*Исходный отрывок:*

■ ■ ■ ■

План французского маршала предусматривал то самый обходной маневр Севастополя с севера на юг, организацию сравнительно близлежащих баз снабжения на юге полуострова, правильной подготовки штурма (устройство батарей, позиций), бомбардировку и штурм. Реглан не соглашался, а время для стремительного удара по слабо укрепленному Севастополю уходило еще более стремительно. К тому же, глядя на французов, сам Реглан начал переправлять раненых на суда. В конце концов, Реглан согласился с Сент-Арно и 11(23) сентября, в день затопления флота, союзная армия двинулась пока в сторону Севастополя, чтобы переправиться через еще оставшиеся речки. После переправы через Бельбек, Реглан в виду русских позиций попытался еще раз подтолкнуть Сент-Арно к атаке. Но тот уже получил сведения о создании русскими новых батарей, укреплений, затоплении части кораблей и решительно отказал. Реглан заколебался и окончательно сдался, когда идею французов поддержал его собственный главный инженер генерал Бургоэн. Тот прямо указал на удобную для организации базы снабжения Балаклавскую бухту. Французам уступался Херсонес. И союзники начали обходной поход налегке, с полевой артиллерией, походными лазаретами и 7-дневным носимым запасом продовольствия. В ночь с 11(23) на 12(24) сентября одновременно двинулись и союзные войска, и армия Меншикова. На пути две враждующие силы только соприкоснулись друг с другом – авангарды союзников и уходящие обозы русских.

К 14(26) сентября французы обосновались на Федюхинских высотах, а англичане пошли на Балаклаву. Союзный флот от Евпатории двинулся всей армадой к южному побережью Крыма – французы в бухту Камышовая на Херсонесе, англичане – в Балаклавскую бухту. Если французы не встретили никакого сопротивления в своих перемещениях, англичанам совершенно неожиданно пришлось «геройски» штурмовать Балаклаву. Там стояла всего лишь рота греческого батальона 80 строевых и 80 нестроевых солдат отставников под командованием полковника Манто. Да еще четыре полупудовые мортирки батареи капитана Маркова. Это первые герои Севастополя и вот почему. Манто со своими инвалидами занял господствующую высоту в развалинах замка. Там же развернулись пушки Маркова. Они решили стоять насмерть. Рано утром Реглан легкой походкой повел войска в незащищенную Балаклаву (знал об этом наверняка), и был встречен залпами гранат батареи Маркова и ружейным огнем стрелков. Реглан в недоумении остановился, провел обязательную рекогносцировку и выделил на взятие города целую легкую дивизию с артиллерией. Как водится, началась правильная артподготовка и попытка атаки. Защитники отвечали редко, но метко и поле боя быстро покрылось красными мундирами убитых и раненых. Красные мундиры поспешили отойти. Подошла долгожданная эскадра адмирала Лайонеса и ударила главным калибром. Но до 3-х часов дня русские стояли, англичане несли неоправданные потери. Стояли до тех пор, пока не кончились боеприпасы у Маркова. Только тогда лавина стрелков в красных мундирах ворвалась на развалины замка и оттуда спустилась в город. В плен им удалось взять оставшихся в живых самого полковника Манто, 5 офицеров и 60 нижних чинов. Всех ранеными! Ну не герои ли?!

■ ■ ■ ■

*Что нужно сделать:*
**A)** Переведите на английский предложение из отрывка о Балаклаве: «Тот прямо указал на удобную для организации базы снабжения Балаклавскую бухту».
**B)** Кто, согласно отрывку о Балаклаве, командовал ротой греческого батальона, стоявшей в городе?

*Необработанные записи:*
■ ■ ■ ■

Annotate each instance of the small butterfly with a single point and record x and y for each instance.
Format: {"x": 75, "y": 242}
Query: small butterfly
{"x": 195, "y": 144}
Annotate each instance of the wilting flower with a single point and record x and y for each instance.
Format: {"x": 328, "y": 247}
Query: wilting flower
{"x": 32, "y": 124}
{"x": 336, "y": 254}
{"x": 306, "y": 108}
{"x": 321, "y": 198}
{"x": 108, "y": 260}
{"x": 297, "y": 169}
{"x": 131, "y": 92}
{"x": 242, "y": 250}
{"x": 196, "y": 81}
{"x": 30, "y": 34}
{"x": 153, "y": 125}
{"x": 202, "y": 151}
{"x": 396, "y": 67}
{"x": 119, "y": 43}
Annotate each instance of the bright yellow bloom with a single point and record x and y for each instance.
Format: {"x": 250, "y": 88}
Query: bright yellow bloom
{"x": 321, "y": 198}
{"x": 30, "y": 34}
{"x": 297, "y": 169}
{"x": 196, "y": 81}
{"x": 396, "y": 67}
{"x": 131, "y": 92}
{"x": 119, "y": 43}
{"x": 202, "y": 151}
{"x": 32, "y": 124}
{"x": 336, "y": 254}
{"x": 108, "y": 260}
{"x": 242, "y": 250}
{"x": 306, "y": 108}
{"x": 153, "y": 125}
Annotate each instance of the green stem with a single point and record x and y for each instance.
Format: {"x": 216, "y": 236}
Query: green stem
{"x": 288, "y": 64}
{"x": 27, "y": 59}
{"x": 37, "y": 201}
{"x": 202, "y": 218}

■ ■ ■ ■

*Итоговые ответы:*
**A)** He pointed directly to Balaklava Bay as a convenient place for setting up a supply base.

**B)** Полковник Манто.